* Material shown
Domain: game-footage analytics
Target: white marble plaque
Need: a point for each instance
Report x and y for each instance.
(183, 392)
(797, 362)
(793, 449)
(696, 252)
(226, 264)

* Work to complete
Write out every line of the items above again, requests included, and increase each x and y coordinate in the answer points by 79.

* Worked answer
Domain: game-footage analytics
Target: white marble plaque
Need: a point for each instance
Report x and y for each instance.
(262, 471)
(876, 441)
(872, 528)
(775, 331)
(305, 343)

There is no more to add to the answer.